**WORK TASK**:
Every entry must appear in the answer exactly as written.

**DATASET ENTRIES**:

>>>

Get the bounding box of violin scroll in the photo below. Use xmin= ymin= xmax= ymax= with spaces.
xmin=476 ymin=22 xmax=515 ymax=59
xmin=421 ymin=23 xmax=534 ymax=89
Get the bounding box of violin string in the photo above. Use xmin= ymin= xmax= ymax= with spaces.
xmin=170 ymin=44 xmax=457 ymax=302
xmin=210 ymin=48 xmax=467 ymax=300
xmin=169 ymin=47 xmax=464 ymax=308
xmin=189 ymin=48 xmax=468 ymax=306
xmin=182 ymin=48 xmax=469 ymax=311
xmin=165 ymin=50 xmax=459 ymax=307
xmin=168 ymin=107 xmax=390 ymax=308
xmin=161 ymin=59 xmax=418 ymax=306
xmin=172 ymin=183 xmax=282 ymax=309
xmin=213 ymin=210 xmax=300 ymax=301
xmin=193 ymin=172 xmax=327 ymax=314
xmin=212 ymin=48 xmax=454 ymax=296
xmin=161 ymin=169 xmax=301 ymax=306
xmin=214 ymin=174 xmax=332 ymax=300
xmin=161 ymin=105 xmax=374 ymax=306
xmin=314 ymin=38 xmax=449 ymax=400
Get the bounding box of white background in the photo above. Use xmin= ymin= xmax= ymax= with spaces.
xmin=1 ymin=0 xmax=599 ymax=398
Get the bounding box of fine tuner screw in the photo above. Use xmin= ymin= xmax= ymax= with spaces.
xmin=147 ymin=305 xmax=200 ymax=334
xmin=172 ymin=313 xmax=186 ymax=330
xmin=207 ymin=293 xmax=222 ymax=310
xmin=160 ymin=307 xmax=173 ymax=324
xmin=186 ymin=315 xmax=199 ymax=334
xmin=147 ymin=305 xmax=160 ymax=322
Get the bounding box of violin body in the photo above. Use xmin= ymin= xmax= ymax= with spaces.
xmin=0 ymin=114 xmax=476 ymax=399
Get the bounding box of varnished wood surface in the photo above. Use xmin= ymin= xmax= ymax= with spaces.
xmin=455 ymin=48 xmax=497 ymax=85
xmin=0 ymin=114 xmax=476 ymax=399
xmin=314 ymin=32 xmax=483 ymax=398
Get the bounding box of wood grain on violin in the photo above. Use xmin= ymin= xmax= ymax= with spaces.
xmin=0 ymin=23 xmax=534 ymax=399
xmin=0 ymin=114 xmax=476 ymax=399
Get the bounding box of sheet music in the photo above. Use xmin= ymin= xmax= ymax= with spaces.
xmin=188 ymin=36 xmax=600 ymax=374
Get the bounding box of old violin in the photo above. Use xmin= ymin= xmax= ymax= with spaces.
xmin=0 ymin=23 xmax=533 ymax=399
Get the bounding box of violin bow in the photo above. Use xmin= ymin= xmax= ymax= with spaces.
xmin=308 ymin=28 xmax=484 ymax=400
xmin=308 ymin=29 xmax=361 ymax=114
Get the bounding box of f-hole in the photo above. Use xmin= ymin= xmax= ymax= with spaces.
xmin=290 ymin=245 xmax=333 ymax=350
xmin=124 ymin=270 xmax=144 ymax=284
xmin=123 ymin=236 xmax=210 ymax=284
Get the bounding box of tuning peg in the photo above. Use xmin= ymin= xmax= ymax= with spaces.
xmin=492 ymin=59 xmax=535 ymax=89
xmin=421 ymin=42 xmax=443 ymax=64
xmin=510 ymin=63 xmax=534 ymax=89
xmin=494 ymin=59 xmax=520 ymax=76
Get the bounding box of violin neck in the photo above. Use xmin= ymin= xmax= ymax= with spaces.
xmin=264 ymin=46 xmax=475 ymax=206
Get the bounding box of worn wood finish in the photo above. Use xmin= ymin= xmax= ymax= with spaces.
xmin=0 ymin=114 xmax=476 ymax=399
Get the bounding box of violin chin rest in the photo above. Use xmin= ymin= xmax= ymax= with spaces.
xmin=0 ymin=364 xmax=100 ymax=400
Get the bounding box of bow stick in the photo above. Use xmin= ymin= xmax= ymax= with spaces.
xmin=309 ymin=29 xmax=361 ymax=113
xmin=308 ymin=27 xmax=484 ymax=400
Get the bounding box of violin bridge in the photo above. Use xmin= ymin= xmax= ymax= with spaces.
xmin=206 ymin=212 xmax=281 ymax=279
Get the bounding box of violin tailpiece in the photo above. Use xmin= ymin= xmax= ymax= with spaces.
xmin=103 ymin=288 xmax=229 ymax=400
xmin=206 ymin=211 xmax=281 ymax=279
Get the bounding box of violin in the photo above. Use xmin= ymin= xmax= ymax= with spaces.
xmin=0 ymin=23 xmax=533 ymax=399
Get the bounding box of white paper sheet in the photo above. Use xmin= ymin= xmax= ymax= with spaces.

<<<

**SOLUTION TO THE PROBLEM**:
Get the bounding box of violin scroll in the photo below. Use xmin= ymin= xmax= ymax= with spaces.
xmin=476 ymin=22 xmax=515 ymax=59
xmin=421 ymin=23 xmax=534 ymax=89
Get the bounding box of violin string in the photo above. Use xmin= ymin= xmax= ymax= with spaces.
xmin=170 ymin=44 xmax=457 ymax=302
xmin=210 ymin=48 xmax=467 ymax=300
xmin=169 ymin=47 xmax=464 ymax=308
xmin=189 ymin=48 xmax=468 ymax=306
xmin=182 ymin=48 xmax=469 ymax=311
xmin=165 ymin=50 xmax=459 ymax=307
xmin=168 ymin=107 xmax=390 ymax=308
xmin=161 ymin=59 xmax=418 ymax=306
xmin=172 ymin=183 xmax=282 ymax=309
xmin=213 ymin=210 xmax=300 ymax=301
xmin=193 ymin=172 xmax=327 ymax=314
xmin=212 ymin=48 xmax=454 ymax=296
xmin=161 ymin=169 xmax=301 ymax=306
xmin=214 ymin=174 xmax=332 ymax=300
xmin=161 ymin=105 xmax=374 ymax=306
xmin=314 ymin=38 xmax=449 ymax=400
Get the bounding box of white background in the photo above. Use xmin= ymin= xmax= ymax= with spaces.
xmin=1 ymin=0 xmax=599 ymax=398
Get the bounding box of fine tuner screw in the photo above. Use xmin= ymin= xmax= ymax= with spaces.
xmin=147 ymin=305 xmax=200 ymax=334
xmin=172 ymin=313 xmax=186 ymax=330
xmin=207 ymin=293 xmax=222 ymax=310
xmin=160 ymin=307 xmax=173 ymax=324
xmin=186 ymin=315 xmax=199 ymax=334
xmin=147 ymin=305 xmax=160 ymax=322
Get the bounding box of violin body in the photo above. Use xmin= ymin= xmax= ymax= with spaces.
xmin=0 ymin=114 xmax=476 ymax=399
Get the bounding box of varnished wood surface in the photo above. Use xmin= ymin= xmax= ymax= with spaces.
xmin=455 ymin=48 xmax=497 ymax=85
xmin=0 ymin=114 xmax=476 ymax=399
xmin=314 ymin=32 xmax=483 ymax=398
Get the bounding box of wood grain on violin in the photo above. Use xmin= ymin= xmax= ymax= with spaces.
xmin=0 ymin=23 xmax=534 ymax=399
xmin=0 ymin=114 xmax=476 ymax=399
Get the bounding box of sheet music in the photo above. Use xmin= ymin= xmax= ymax= with spaces.
xmin=188 ymin=36 xmax=600 ymax=374
Get the bounding box of old violin in the photo above. Use xmin= ymin= xmax= ymax= with spaces.
xmin=0 ymin=23 xmax=533 ymax=399
Get the bounding box of violin bow in the photo above. Use xmin= ymin= xmax= ymax= with spaces.
xmin=308 ymin=28 xmax=484 ymax=400
xmin=308 ymin=29 xmax=361 ymax=114
Get the bounding box of f-hole in the photo above. Use xmin= ymin= xmax= ymax= with spaces.
xmin=290 ymin=245 xmax=333 ymax=350
xmin=124 ymin=270 xmax=144 ymax=284
xmin=123 ymin=236 xmax=210 ymax=284
Get the bounding box of tuning peg in the photo above. Use xmin= ymin= xmax= ymax= with spaces.
xmin=492 ymin=59 xmax=535 ymax=89
xmin=421 ymin=42 xmax=443 ymax=64
xmin=510 ymin=63 xmax=534 ymax=89
xmin=494 ymin=59 xmax=520 ymax=76
Get the bounding box of violin neck in the photo above. Use xmin= ymin= xmax= ymax= with spaces.
xmin=264 ymin=46 xmax=475 ymax=206
Get the bounding box of worn wood finish in the photo above. Use xmin= ymin= xmax= ymax= with spaces.
xmin=0 ymin=114 xmax=476 ymax=399
Get the bounding box of violin chin rest in the photo above. Use xmin= ymin= xmax= ymax= with spaces.
xmin=0 ymin=364 xmax=100 ymax=400
Get the bounding box of bow stick in the photo above. Use xmin= ymin= xmax= ymax= with spaces.
xmin=309 ymin=29 xmax=361 ymax=113
xmin=308 ymin=27 xmax=484 ymax=400
Get the bounding box of violin bridge in the photo above. Use xmin= ymin= xmax= ymax= with spaces.
xmin=206 ymin=212 xmax=281 ymax=279
Get the bounding box of violin tailpiece in the photo above. Use xmin= ymin= xmax= ymax= with spaces.
xmin=103 ymin=288 xmax=229 ymax=400
xmin=206 ymin=211 xmax=281 ymax=279
Get the bounding box of violin in the photo above. Use xmin= ymin= xmax= ymax= with spaces.
xmin=0 ymin=23 xmax=533 ymax=399
Get the bounding box of white paper sheet in the photo above. Use xmin= ymin= xmax= ymax= with spaces.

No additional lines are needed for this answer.